Supplied data
- - - -

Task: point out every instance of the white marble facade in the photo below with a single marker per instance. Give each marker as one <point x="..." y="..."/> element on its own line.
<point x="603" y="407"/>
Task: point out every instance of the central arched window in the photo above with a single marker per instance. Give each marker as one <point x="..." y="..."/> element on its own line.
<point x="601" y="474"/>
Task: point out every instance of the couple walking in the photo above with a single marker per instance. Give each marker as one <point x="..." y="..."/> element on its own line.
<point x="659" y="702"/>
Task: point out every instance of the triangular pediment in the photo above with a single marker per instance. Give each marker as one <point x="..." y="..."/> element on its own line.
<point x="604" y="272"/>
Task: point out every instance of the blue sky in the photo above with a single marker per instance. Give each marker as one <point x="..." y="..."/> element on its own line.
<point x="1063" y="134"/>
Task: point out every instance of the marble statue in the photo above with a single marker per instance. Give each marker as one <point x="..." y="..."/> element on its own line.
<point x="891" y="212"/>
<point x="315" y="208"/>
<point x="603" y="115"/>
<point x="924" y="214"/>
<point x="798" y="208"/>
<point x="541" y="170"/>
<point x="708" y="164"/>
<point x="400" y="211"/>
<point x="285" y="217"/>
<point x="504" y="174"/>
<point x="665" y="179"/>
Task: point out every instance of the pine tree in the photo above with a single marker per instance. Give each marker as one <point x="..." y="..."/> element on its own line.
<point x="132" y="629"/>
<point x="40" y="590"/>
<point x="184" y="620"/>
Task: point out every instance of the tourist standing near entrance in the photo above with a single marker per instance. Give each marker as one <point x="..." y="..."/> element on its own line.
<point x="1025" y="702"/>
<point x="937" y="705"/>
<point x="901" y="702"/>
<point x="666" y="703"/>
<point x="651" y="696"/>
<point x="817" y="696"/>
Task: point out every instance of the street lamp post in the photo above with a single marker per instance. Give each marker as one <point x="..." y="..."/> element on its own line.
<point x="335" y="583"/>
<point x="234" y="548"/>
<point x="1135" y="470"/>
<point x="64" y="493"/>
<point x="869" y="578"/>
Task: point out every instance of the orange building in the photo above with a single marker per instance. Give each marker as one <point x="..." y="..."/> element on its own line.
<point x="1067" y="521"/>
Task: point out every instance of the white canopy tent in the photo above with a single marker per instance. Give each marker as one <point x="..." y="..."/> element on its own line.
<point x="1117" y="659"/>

- - - -

Exercise brief
Print all of the records above again, word for word and in the same order, without changing anything.

Answer to the problem
Task: point out every instance of the white marble facade in the photo below with a single marker per instance. Give each marker as one <point x="..." y="..."/> element on its own line.
<point x="603" y="407"/>
Task: point out every instance of the central arched window in the photo above with a single marker per instance. Give each marker as one <point x="..." y="..."/> element on its own line.
<point x="601" y="474"/>
Task: point out every instance of the couple walking in the photo above with a single marker per instance. Give each marker as one <point x="..." y="..."/> element on its own line.
<point x="659" y="702"/>
Task: point out every instance of the triangular pediment in the photo above with a single marker per instance. Give each marker as one <point x="..." y="..."/> element on its own line.
<point x="604" y="272"/>
Task: point out every instance of the blue sky in the photo above with a single marker per instance. Give each marker as one <point x="..." y="..."/> element on its own line.
<point x="1063" y="134"/>
Task: point out every instance of the marble statue in the photo above with a single marker per instance. Give each marker as one <point x="..." y="..."/> element on its own line.
<point x="891" y="212"/>
<point x="315" y="208"/>
<point x="603" y="115"/>
<point x="924" y="214"/>
<point x="798" y="208"/>
<point x="541" y="170"/>
<point x="708" y="164"/>
<point x="400" y="211"/>
<point x="285" y="217"/>
<point x="504" y="174"/>
<point x="665" y="179"/>
Task: point out every instance of the pine tree in the photo above with a single marker per instance. Give each marker as one <point x="..." y="..."/> element on its own line.
<point x="132" y="629"/>
<point x="40" y="590"/>
<point x="184" y="620"/>
Task: point out every instance of the tourist standing near entrance in the photo above with a single marker per instance. Give each marker as one <point x="..." y="..."/> element on its own line.
<point x="1025" y="702"/>
<point x="937" y="705"/>
<point x="901" y="702"/>
<point x="666" y="703"/>
<point x="651" y="696"/>
<point x="817" y="696"/>
Task: point out every instance of the street lamp post in the photo above with a single marker per instance. Give each marker as one <point x="..." y="..."/> element on its own line.
<point x="335" y="583"/>
<point x="234" y="548"/>
<point x="1135" y="470"/>
<point x="64" y="493"/>
<point x="869" y="578"/>
Task: point out every instance of the orange building in the photo above with a single marker per instance. Give each marker as one <point x="..." y="..."/> element on its own line.
<point x="1067" y="521"/>
Task: point out every instance of the white canopy tent in the photo above with a single marker per instance. Give each marker as one <point x="..." y="..."/> element on its own line.
<point x="1117" y="659"/>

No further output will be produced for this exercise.